Required action:
Return every entry exactly as written, with the pictures removed.

[Referring expression data]
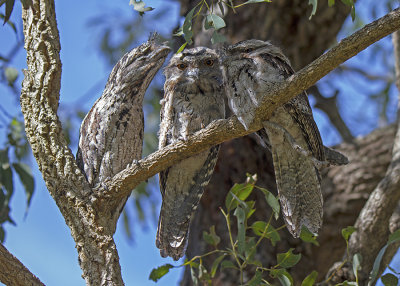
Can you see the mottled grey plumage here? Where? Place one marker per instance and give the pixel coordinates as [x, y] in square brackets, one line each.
[294, 139]
[111, 134]
[193, 98]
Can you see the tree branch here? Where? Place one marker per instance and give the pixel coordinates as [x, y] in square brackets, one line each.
[329, 106]
[13, 272]
[374, 220]
[280, 93]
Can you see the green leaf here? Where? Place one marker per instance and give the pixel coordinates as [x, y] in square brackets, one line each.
[227, 264]
[314, 3]
[272, 202]
[347, 231]
[256, 280]
[179, 32]
[377, 263]
[2, 234]
[25, 175]
[9, 8]
[250, 249]
[214, 21]
[256, 1]
[221, 7]
[194, 277]
[215, 264]
[308, 236]
[250, 208]
[258, 228]
[238, 193]
[217, 38]
[288, 259]
[310, 279]
[241, 216]
[140, 6]
[395, 236]
[12, 25]
[11, 75]
[187, 26]
[356, 264]
[353, 8]
[181, 48]
[211, 238]
[389, 280]
[159, 272]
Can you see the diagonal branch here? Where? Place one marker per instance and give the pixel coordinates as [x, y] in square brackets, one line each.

Worked solution:
Can you see the mottled grey plumage here? Where? Place one marker per instance and give the pixel coordinates as [x, y] in square brackets, one line each.
[294, 139]
[111, 134]
[193, 98]
Can you see the tree branch here? Where? Place one marker per instance and give the pixel coordinates as [x, y] in square brackets, one line each.
[329, 106]
[13, 272]
[374, 220]
[280, 93]
Can you see the green leaf here? Where? Place one marker per instance and give the pixel coordinates as [x, y] in square brackets, one line each.
[227, 264]
[314, 3]
[272, 202]
[347, 231]
[256, 280]
[179, 32]
[377, 263]
[2, 234]
[25, 175]
[9, 8]
[250, 249]
[214, 21]
[256, 1]
[221, 7]
[194, 277]
[215, 264]
[308, 236]
[250, 208]
[258, 228]
[238, 193]
[217, 38]
[288, 259]
[310, 279]
[241, 216]
[140, 6]
[395, 236]
[12, 25]
[11, 75]
[187, 26]
[356, 264]
[353, 8]
[181, 48]
[211, 238]
[389, 280]
[159, 272]
Can you see the diagonal branch here? Where? Place one marker per instance and give the pixel coordinates as [x, y] in square brackets, one line each.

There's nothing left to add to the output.